→ **EXTRACT**:
Start of Block

Q&A: Tim Greiner on the Transformational Role of Chemical Footprinting
by Tim Greiner
24 October 2017
Sustainable chemical management is a critical component of a healthy and circular future. In its second annual report, the Chemical Footprint Project (CFP) revealed encouraging advances across industries towards the use of safer materials and greater transparency. Sustainable Brands spoke to Tim Greiner, co-founder and Managing Director at sustainability consulting firm Pure Strategies, one of the founding organizations behind CFP, to find out more about how chemical footprinting and the CFP are helping companies elevate the conversation internally and externally on chemicals management and establish roadmaps for success.
What is the state of sustainable chemicals management?
Tim Greiner: Chemicals management has been a compliance-focused effort for a long time within companies. This has involved ensuring that legal requirements are met from what chemicals are allowed to what specific levels are permitted and what warnings or notifications are needed. However, the needed progress to reach a healthy and sustainable economy cannot rely on the often slow-to-catch-up processes that many regulations are.

End of Block

→ **REQUIRED ACTION**: List every organization named in the Q&A on chemical footprinting. Rely only on the text shown here.

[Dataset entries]
Start of Block

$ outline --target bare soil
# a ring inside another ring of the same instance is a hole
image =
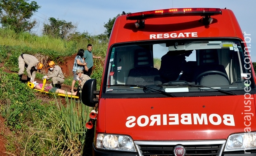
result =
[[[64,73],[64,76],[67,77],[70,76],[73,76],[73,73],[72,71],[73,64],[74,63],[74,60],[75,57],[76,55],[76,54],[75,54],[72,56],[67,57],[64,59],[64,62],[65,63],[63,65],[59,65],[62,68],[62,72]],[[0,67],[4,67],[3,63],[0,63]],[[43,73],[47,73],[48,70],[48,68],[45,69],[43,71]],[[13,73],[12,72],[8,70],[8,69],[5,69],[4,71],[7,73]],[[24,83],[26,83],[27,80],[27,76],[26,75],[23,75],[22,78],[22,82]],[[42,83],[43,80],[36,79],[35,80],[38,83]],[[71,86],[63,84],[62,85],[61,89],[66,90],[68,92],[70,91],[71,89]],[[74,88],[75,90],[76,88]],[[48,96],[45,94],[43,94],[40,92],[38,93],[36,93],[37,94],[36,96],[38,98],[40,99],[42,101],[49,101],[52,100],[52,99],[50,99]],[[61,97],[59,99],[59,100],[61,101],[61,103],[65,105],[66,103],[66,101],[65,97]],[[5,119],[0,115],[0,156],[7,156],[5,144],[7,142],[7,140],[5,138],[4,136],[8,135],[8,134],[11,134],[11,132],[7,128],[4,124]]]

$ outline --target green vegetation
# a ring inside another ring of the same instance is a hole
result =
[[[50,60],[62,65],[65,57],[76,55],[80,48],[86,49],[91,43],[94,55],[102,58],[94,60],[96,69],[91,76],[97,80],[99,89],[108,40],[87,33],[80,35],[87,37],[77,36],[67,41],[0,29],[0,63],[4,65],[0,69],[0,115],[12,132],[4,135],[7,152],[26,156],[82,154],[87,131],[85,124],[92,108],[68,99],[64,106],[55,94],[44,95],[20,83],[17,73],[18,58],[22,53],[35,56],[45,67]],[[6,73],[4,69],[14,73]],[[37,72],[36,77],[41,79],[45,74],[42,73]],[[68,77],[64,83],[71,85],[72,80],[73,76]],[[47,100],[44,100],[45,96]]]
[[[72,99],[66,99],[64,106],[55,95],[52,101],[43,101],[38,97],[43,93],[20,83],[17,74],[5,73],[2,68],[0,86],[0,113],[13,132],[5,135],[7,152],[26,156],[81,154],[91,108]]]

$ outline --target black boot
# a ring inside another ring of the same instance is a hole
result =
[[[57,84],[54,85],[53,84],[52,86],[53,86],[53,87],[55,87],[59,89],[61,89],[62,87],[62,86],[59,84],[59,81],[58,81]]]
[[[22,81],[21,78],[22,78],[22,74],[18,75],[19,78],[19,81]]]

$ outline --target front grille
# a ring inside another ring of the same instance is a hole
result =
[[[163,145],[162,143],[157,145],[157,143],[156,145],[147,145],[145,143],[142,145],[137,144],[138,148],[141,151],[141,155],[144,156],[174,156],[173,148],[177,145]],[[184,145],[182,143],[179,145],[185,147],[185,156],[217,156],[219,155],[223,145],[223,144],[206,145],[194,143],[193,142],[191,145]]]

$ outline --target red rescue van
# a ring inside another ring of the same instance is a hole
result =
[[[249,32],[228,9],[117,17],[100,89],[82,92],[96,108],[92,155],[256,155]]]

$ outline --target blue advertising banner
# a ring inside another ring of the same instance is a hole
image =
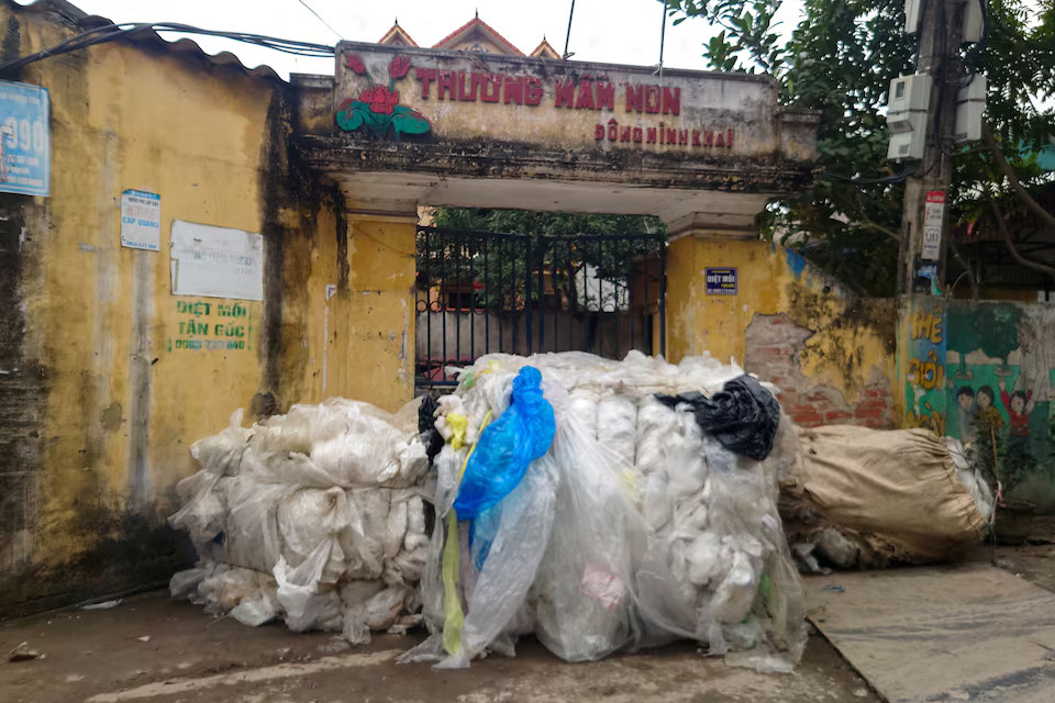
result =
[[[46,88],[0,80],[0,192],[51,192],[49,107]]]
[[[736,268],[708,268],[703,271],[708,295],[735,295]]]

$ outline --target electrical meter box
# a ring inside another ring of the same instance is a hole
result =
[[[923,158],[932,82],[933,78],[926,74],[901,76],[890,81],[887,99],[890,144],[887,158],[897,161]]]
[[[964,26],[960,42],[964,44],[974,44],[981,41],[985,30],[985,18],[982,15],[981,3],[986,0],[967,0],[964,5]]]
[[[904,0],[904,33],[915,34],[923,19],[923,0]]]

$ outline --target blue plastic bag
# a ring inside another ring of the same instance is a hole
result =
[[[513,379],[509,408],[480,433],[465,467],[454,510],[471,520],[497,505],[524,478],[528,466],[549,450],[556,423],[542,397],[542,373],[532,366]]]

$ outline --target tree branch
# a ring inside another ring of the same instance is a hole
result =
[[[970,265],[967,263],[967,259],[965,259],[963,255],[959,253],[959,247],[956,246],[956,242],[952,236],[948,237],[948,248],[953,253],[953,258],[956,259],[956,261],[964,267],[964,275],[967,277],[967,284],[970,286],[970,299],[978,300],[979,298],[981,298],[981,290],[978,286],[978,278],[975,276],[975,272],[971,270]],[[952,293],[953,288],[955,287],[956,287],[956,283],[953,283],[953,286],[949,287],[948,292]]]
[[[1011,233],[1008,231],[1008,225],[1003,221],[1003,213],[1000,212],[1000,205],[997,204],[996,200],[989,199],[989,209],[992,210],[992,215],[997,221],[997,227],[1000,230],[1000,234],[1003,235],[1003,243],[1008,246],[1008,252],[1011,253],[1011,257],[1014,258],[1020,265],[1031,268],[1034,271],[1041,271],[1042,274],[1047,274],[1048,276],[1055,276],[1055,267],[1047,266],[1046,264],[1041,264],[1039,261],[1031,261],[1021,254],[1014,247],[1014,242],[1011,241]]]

End of Block

→ **SOLUTION FOR THIS EXERCISE**: Chemical Footprint Project (CFP), Sustainable Brands, Pure Strategies